◆ What you are asked to do
Rewrite only the lines of the records that start with the line containing "the blonde hair" and run through the line containing "point(269, 238)", both ends included, as a numbered list with any blank lines dropped.

◆ Dataset extract
::::

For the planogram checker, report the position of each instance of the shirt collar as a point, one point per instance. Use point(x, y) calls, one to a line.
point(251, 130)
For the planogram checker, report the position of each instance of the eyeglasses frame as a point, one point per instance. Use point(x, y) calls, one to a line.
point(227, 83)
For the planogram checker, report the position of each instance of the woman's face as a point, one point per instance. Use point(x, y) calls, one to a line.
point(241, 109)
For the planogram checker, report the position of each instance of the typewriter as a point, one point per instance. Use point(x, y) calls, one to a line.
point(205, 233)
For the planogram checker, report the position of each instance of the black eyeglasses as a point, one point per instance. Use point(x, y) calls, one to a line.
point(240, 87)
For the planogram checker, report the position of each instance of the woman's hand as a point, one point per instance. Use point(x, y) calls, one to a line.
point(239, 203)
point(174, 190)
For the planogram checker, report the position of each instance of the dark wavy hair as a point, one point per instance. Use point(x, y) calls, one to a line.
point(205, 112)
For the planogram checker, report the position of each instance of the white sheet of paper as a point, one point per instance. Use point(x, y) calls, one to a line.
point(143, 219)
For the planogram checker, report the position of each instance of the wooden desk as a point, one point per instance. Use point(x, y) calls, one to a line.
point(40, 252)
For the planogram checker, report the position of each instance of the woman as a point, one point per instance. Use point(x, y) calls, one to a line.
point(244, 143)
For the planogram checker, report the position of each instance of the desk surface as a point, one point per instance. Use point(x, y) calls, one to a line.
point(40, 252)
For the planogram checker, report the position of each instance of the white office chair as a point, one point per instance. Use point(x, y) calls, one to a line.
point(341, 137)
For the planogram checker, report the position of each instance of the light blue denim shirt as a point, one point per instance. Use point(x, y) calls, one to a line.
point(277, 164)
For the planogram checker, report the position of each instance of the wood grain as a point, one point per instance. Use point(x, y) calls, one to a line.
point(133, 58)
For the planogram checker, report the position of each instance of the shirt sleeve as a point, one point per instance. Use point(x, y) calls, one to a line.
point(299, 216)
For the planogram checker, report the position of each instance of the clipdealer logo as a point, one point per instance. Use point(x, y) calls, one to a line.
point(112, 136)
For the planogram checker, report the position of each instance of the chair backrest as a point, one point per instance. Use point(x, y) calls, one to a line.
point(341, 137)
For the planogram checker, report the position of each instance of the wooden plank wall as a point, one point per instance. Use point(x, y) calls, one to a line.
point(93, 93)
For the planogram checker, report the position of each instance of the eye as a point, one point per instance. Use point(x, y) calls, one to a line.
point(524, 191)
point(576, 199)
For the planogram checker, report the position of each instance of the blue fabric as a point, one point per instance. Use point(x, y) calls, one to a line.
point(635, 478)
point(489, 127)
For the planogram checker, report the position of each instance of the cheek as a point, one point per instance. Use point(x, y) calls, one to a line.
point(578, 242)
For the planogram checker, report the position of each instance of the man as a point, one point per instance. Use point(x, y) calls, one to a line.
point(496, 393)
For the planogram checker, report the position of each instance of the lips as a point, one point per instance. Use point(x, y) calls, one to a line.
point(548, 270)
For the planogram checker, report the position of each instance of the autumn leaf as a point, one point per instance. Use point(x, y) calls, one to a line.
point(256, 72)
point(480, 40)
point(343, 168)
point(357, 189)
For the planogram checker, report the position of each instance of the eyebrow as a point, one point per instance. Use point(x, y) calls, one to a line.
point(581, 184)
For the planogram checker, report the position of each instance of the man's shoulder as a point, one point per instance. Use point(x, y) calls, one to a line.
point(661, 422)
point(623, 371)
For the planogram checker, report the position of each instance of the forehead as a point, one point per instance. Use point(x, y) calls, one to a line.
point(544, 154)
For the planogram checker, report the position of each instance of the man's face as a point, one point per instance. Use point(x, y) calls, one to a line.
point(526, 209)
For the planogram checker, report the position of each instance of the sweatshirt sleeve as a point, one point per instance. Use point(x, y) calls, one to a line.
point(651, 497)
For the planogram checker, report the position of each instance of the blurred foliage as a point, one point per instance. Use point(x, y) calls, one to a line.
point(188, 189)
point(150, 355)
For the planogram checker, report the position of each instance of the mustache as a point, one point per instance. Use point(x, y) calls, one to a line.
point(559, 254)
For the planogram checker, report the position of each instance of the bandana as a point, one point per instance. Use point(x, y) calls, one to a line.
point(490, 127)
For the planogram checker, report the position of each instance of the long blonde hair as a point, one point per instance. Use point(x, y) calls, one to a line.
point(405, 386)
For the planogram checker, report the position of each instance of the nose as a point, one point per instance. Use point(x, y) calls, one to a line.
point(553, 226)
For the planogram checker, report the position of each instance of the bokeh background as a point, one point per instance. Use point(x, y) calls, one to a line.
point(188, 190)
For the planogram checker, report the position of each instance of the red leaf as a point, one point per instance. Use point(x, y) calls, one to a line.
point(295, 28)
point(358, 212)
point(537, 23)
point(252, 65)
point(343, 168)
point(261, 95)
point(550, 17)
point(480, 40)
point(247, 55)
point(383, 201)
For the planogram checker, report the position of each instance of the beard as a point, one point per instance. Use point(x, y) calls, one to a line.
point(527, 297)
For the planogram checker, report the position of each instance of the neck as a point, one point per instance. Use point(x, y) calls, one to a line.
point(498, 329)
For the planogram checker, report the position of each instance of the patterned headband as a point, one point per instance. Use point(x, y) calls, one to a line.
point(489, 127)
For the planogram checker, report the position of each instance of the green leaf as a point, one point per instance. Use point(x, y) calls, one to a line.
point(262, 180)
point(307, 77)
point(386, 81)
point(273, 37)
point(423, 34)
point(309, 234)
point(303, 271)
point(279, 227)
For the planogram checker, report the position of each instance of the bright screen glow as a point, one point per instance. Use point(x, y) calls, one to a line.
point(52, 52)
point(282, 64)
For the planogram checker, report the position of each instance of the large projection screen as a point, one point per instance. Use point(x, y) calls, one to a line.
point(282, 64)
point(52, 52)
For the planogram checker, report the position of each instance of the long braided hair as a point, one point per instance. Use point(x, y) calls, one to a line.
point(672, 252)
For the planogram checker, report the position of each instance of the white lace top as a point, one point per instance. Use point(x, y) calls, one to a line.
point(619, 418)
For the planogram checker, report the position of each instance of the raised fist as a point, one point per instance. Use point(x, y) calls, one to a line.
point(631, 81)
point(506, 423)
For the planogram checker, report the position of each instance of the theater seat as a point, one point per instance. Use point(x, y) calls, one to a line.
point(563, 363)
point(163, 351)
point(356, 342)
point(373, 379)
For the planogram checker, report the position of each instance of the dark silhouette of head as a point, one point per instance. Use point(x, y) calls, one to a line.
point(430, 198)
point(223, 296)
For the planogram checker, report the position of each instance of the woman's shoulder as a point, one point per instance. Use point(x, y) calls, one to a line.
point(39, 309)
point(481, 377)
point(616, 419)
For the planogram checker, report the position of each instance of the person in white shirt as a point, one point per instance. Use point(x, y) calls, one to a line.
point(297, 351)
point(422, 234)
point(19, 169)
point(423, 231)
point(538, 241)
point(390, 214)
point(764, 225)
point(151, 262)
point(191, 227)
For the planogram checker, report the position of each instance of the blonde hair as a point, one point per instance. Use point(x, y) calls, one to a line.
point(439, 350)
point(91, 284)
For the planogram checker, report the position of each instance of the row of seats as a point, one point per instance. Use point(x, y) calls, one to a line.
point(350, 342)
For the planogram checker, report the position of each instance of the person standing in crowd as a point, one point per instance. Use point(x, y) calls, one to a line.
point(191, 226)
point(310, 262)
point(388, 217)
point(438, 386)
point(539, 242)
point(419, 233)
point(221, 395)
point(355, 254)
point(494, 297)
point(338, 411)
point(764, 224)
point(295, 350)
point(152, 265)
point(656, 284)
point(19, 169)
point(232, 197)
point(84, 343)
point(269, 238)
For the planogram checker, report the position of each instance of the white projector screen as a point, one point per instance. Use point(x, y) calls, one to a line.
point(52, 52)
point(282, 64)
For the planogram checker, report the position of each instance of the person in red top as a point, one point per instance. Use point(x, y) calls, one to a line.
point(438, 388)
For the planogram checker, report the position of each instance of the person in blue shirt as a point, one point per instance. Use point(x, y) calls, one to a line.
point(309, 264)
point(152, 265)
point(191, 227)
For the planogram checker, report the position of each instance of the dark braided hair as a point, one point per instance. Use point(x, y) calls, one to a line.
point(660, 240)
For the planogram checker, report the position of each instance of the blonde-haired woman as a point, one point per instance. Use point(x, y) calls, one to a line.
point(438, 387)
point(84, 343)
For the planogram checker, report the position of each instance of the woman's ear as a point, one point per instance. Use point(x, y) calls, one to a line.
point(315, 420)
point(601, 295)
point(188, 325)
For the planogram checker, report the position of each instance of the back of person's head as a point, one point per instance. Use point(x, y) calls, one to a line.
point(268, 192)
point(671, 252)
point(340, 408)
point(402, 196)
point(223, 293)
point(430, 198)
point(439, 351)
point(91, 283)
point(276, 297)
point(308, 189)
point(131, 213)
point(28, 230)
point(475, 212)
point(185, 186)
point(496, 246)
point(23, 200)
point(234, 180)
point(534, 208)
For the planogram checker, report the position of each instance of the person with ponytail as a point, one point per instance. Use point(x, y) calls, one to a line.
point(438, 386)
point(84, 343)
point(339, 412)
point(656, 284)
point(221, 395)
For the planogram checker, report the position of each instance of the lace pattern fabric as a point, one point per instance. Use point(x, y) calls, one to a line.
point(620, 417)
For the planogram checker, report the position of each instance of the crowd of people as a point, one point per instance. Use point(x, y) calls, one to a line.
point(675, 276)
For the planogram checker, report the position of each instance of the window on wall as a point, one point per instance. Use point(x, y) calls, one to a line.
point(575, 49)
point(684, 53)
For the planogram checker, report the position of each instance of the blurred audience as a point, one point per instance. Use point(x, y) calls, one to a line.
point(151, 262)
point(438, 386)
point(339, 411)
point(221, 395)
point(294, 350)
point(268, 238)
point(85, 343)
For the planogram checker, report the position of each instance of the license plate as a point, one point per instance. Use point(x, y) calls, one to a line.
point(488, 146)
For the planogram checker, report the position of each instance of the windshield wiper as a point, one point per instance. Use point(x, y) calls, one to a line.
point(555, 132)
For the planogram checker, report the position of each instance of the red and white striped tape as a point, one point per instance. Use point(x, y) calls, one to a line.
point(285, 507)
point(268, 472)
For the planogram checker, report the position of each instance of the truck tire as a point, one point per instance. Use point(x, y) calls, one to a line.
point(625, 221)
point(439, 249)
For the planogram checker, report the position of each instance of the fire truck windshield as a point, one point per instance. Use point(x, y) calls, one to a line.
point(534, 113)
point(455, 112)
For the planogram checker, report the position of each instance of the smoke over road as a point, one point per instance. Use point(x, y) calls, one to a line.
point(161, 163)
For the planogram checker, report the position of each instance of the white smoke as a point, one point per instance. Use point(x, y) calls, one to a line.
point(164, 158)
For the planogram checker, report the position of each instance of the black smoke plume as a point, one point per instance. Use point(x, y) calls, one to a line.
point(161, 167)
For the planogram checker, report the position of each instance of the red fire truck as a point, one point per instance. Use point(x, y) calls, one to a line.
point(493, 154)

::::

◆ Output
1. For the planogram checker, report the position of each instance of the blonde hair as a point, one point per instance. Use point(x, y) calls, one to a line.
2. point(439, 350)
3. point(91, 284)
4. For the planogram checker, report the position of each instance of the row of seats as a point, one point per instance. Use point(x, y) calls, one to a line.
5. point(350, 342)
6. For the planogram checker, report the position of each instance of the person standing in crowd as a point, one point per instance. Use point(x, y) calls, one to a line.
7. point(191, 226)
8. point(310, 262)
9. point(388, 217)
10. point(438, 386)
11. point(539, 242)
12. point(419, 233)
13. point(221, 395)
14. point(355, 254)
15. point(494, 297)
16. point(338, 411)
17. point(764, 224)
18. point(295, 350)
19. point(152, 265)
20. point(656, 284)
21. point(19, 169)
22. point(232, 197)
23. point(84, 343)
24. point(269, 238)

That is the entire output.